-- Action item --
Type out the entries again, matching each one exactly.

[Collected data]
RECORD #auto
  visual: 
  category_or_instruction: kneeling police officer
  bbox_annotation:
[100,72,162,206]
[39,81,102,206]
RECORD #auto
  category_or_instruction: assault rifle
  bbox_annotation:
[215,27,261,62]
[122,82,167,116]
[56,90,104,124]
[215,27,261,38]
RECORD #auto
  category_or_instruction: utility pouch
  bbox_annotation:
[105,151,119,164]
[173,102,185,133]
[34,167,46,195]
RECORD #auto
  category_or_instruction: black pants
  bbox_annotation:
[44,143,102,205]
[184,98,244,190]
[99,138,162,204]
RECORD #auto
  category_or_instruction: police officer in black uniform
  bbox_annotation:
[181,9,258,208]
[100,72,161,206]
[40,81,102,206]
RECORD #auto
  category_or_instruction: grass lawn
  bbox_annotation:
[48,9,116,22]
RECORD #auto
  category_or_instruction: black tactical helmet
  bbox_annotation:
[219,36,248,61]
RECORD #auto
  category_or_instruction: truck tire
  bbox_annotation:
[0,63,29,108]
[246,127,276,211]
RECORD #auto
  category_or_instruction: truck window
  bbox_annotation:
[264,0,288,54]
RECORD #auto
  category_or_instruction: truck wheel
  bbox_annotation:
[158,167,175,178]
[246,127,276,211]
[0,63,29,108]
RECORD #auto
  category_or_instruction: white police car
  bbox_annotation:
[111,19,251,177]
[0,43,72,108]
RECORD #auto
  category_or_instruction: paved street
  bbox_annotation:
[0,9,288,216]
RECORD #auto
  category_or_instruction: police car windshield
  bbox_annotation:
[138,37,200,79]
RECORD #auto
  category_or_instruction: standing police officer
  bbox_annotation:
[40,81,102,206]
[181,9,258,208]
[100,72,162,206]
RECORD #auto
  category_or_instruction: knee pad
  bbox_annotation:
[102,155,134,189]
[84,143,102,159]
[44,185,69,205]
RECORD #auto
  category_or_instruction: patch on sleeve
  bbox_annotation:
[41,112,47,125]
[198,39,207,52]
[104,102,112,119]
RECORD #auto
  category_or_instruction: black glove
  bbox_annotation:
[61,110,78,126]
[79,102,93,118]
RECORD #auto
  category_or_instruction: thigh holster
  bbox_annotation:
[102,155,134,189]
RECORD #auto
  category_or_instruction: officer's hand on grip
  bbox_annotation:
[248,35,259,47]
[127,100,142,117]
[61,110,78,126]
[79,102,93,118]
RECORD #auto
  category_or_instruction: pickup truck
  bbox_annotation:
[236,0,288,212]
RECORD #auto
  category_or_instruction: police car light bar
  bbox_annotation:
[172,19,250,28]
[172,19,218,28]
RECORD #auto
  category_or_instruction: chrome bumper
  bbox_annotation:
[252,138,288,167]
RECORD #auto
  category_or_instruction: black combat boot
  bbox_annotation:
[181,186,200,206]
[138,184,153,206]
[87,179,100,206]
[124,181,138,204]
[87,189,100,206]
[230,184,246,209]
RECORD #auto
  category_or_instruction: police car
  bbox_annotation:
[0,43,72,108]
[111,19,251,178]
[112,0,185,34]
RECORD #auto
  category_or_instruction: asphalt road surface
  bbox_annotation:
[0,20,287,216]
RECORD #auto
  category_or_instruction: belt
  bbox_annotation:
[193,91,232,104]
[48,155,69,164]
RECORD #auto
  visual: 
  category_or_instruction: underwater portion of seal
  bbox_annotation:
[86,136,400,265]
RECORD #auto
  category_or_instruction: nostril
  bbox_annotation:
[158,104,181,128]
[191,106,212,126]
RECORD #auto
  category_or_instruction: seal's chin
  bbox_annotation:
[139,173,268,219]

-- Answer space --
RECORD #auto
  visual: 
  category_or_instruction: kneeling police officer
  bbox_annotation:
[100,72,162,206]
[39,81,102,206]
RECORD #auto
  category_or_instruction: assault rifle
  bbox_annotation:
[215,27,261,62]
[122,82,167,116]
[56,90,104,124]
[215,27,261,38]
RECORD #auto
  category_or_instruction: utility pouch
  bbox_annotation:
[105,151,119,164]
[173,102,185,133]
[34,167,46,195]
RECORD #auto
  category_or_instruction: black pants
  bbox_annotation:
[44,143,102,205]
[184,98,244,190]
[99,138,162,204]
RECORD #auto
  category_or_instruction: police officer in black uniform
  bbox_annotation:
[181,9,258,208]
[100,72,161,206]
[40,81,102,206]
RECORD #auto
  category_or_instruction: grass lawn
  bbox_annotation:
[48,9,116,22]
RECORD #auto
  category_or_instruction: black tactical helmet
  bbox_annotation:
[219,36,248,61]
RECORD #auto
  category_or_instruction: truck tire
  bbox_annotation:
[0,63,29,108]
[246,127,276,211]
RECORD #auto
  category_or_instruction: truck window
  bbox_annotation:
[264,0,288,54]
RECORD #auto
  category_or_instruction: truck wheel
  bbox_annotation:
[158,167,175,178]
[246,127,276,211]
[0,63,29,108]
RECORD #auto
  category_or_instruction: white police car
  bbox_annotation:
[111,19,251,177]
[0,43,72,108]
RECORD #auto
  category_or_instruction: paved street
  bbox_annotation:
[0,9,288,216]
RECORD #auto
  category_or_instruction: police car windshield
  bbox_annotation:
[138,37,200,79]
RECORD #auto
  category_or_instruction: standing police officer
  bbox_annotation:
[40,81,102,206]
[181,9,258,208]
[100,72,162,206]
RECORD #auto
  category_or_instruction: knee pad
  bbox_annotation:
[102,155,134,189]
[84,143,102,159]
[44,185,69,205]
RECORD #auto
  category_or_instruction: patch on sleeve
  bbox_annotation:
[41,112,47,125]
[198,39,207,52]
[104,102,112,119]
RECORD #auto
  category_or_instruction: black glove
  bbox_annotation:
[61,110,78,126]
[79,102,93,118]
RECORD #auto
  category_or_instruction: thigh holster
  bbox_annotation:
[102,155,134,189]
RECORD #auto
  category_or_instruction: officer's hand on grip
  bbox_annotation:
[248,35,259,47]
[127,100,142,117]
[61,110,78,126]
[79,102,93,118]
RECORD #auto
  category_or_instruction: pickup truck
  bbox_annotation:
[236,0,288,212]
RECORD #auto
  category_or_instruction: police car light bar
  bbox_annotation:
[172,19,250,28]
[172,19,218,28]
RECORD #auto
  category_or_instruction: chrome bumper
  bbox_annotation:
[252,138,288,167]
RECORD #auto
  category_or_instruction: black combat boot
  bbox_annotation:
[181,186,200,206]
[138,184,153,206]
[87,179,100,206]
[124,181,138,204]
[87,189,100,206]
[230,184,246,209]
RECORD #auto
  category_or_instruction: police car
  bbox_annotation:
[0,43,72,108]
[111,19,251,178]
[112,0,185,34]
RECORD #auto
  category_or_instruction: asphalt road surface
  bbox_annotation:
[0,20,287,216]
RECORD #auto
  category_or_instruction: belt
  bbox_annotation:
[193,91,232,104]
[48,155,69,164]
RECORD #auto
  visual: 
  category_or_instruction: underwater portion of seal
  bbox_annotation:
[86,136,400,265]
RECORD #auto
  category_or_instruction: nostril
  bbox_annotation:
[158,104,181,128]
[191,106,212,126]
RECORD #auto
  category_or_instruction: seal's chin
  bbox_annotation:
[139,173,268,219]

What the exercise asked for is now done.